### DATA EXCERPTS
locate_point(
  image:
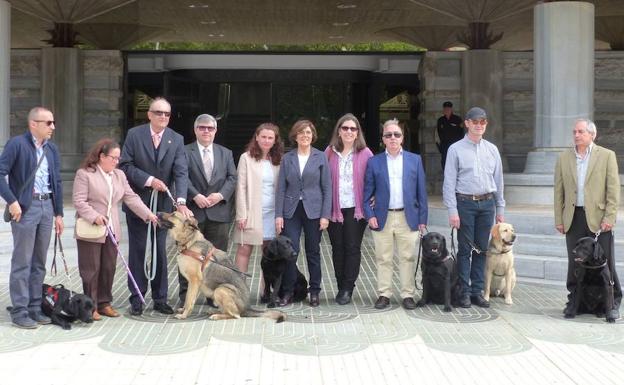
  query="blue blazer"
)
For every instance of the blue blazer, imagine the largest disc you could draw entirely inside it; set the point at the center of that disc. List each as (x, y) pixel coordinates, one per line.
(139, 163)
(18, 161)
(314, 186)
(377, 185)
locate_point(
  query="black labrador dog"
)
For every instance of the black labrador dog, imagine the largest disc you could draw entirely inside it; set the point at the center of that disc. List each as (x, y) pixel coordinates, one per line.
(594, 282)
(440, 279)
(64, 306)
(275, 257)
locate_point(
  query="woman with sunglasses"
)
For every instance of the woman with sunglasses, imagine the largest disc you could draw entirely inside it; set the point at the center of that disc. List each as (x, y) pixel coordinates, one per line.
(347, 155)
(98, 188)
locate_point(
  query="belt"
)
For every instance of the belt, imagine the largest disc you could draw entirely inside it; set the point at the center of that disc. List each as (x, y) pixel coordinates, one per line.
(477, 198)
(42, 197)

### BRIEF
Each record above should be retyped exactly, with no pictures carried over.

### YOUR SOLUTION
locate_point(
  image:
  query="blue blazer"
)
For every instance of the blue blazer, imagine the largest disc you could draw entirely inside it; set the point at the center of that disc. List each as (x, y) pixel coordinates, one per line.
(139, 163)
(18, 161)
(314, 186)
(377, 185)
locate_point(
  query="black labrador dog"
)
For every instance of the black labrador dog, imagine the largest disc you could draw entirely inside it; set the point at the center of that disc. List each as (x, y) pixel coordinates, one per line.
(594, 282)
(440, 279)
(64, 306)
(275, 257)
locate_point(
  query="woman with sunglasses"
)
For every instance of the woman with sunglasses, imagine the largest disc you could draw entirely inside it; set the point at the center of that disc. List each as (x, y) pixel coordinates, one per line.
(347, 155)
(98, 188)
locate_point(
  query="belt"
)
For every instance of the belt, imagine the largest disc you could draw entirely inside it; set the point at the center of that disc. List each as (x, y) pixel coordinates, one per line.
(477, 198)
(42, 197)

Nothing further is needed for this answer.